* EXERCISE BRIEF:
In the data, extract each line that holds the string "metal".

* PROVIDED RECORDS:
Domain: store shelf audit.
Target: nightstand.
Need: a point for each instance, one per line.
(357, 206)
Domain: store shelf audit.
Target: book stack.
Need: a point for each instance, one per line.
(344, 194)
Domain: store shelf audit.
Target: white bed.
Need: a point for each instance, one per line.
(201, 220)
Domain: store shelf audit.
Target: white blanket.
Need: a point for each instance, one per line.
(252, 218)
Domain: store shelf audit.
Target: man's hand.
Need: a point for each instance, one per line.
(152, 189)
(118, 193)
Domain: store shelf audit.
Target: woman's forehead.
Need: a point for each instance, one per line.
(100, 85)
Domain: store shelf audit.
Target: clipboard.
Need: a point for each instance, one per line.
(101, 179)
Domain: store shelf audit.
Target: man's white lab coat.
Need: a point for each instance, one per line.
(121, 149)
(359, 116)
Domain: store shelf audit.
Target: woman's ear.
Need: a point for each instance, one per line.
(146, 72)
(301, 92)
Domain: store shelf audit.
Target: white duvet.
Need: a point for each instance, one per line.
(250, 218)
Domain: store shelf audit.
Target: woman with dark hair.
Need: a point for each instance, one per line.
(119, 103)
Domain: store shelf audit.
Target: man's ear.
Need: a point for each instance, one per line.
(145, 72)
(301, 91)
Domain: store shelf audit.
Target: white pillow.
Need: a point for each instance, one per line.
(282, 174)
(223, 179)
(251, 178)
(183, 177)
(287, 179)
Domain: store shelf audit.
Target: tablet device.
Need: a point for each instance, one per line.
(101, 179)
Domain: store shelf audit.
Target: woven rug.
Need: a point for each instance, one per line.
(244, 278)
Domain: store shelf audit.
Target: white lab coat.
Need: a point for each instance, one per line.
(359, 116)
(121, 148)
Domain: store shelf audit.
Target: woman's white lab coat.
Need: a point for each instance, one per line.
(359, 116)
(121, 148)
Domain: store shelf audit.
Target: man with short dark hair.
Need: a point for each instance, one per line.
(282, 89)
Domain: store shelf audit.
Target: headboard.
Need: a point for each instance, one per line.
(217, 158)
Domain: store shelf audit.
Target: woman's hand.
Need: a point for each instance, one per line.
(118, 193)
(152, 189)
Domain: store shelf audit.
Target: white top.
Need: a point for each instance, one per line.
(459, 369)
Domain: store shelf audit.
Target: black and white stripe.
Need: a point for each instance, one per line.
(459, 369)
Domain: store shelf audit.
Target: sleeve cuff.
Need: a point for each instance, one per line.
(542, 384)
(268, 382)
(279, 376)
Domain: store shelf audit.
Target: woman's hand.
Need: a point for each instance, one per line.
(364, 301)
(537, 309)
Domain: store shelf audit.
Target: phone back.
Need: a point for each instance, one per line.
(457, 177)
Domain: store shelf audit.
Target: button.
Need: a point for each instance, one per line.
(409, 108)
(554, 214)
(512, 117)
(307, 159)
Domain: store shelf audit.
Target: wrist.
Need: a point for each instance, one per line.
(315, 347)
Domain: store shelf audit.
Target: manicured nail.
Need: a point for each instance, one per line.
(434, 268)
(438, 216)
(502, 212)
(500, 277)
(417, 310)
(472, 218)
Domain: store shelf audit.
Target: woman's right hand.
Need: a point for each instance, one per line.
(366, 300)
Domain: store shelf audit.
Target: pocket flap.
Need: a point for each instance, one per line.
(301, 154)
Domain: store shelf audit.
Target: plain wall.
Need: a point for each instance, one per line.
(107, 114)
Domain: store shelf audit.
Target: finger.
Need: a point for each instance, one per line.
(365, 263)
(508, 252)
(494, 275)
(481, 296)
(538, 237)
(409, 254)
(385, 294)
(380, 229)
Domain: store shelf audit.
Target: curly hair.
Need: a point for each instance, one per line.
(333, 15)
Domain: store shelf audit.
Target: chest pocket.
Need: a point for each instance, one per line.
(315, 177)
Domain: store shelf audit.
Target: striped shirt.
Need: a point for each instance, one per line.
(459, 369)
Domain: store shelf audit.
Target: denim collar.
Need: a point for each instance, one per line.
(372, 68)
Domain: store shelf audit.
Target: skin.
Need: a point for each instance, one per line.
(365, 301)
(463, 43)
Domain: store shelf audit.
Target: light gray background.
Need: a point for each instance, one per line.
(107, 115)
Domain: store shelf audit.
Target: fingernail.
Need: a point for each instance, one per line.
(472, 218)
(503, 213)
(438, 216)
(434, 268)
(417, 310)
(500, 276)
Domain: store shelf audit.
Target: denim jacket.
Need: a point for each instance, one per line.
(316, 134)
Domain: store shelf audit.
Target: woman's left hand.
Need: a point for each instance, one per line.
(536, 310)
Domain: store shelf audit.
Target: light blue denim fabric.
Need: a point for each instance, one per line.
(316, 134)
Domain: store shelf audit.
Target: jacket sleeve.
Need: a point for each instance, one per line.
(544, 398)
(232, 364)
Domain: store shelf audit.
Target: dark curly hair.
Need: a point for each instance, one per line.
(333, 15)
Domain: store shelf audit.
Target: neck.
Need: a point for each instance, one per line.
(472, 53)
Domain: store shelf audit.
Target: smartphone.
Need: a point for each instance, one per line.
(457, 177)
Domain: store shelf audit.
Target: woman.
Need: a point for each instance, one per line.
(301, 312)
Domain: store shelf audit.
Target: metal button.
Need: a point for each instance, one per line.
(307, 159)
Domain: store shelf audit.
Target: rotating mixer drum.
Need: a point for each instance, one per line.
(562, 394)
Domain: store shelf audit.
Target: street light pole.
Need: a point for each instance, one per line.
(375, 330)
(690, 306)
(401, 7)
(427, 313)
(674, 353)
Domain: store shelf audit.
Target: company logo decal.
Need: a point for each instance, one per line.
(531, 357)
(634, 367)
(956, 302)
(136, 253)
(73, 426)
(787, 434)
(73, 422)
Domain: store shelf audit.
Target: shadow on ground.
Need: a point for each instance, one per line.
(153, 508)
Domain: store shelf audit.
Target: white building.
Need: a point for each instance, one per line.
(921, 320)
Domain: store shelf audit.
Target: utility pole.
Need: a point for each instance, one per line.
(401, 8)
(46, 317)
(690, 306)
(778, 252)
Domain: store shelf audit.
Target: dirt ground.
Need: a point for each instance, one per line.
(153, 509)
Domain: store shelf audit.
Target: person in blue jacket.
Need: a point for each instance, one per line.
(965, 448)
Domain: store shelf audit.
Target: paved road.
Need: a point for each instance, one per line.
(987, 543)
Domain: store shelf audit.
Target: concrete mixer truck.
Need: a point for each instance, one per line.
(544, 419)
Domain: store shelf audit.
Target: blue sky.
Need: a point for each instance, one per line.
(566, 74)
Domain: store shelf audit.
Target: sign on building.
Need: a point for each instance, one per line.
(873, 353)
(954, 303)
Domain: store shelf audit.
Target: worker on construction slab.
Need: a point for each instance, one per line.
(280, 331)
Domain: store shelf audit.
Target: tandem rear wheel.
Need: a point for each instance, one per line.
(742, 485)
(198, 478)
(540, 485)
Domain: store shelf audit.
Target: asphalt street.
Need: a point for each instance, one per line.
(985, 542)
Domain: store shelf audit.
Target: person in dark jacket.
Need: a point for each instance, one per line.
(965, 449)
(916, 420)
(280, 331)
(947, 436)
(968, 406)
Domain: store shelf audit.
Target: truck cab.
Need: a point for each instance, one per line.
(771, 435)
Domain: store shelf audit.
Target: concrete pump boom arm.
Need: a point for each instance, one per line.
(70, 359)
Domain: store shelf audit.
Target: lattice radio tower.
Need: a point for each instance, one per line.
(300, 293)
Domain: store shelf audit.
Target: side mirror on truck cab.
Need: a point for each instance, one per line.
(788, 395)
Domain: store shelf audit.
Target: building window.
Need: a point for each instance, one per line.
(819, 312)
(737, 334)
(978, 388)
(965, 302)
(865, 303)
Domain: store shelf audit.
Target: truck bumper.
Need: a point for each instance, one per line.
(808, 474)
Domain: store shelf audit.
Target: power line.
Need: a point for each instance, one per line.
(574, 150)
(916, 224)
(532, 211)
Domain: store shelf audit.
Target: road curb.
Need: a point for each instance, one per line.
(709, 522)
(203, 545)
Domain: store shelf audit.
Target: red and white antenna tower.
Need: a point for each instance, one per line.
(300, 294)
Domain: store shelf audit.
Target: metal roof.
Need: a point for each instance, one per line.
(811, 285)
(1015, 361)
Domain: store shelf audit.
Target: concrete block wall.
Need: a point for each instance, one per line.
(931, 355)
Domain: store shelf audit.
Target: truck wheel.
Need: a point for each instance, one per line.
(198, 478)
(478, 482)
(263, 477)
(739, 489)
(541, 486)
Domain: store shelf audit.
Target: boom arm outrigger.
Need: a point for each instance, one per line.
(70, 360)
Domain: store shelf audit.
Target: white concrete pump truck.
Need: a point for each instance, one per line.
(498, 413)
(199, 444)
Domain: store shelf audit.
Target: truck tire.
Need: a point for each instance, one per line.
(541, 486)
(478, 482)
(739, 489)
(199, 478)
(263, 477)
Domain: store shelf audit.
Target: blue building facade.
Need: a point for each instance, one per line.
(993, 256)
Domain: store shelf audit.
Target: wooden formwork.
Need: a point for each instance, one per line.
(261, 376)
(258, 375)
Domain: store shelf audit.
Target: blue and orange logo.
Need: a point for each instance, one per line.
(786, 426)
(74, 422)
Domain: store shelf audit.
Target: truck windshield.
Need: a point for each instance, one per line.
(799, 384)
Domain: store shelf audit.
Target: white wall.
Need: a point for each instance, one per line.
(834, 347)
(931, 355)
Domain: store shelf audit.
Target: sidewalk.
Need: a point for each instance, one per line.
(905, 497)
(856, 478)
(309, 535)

* EXPECTED ANSWER:
Target: metal button.
Target: metal roof.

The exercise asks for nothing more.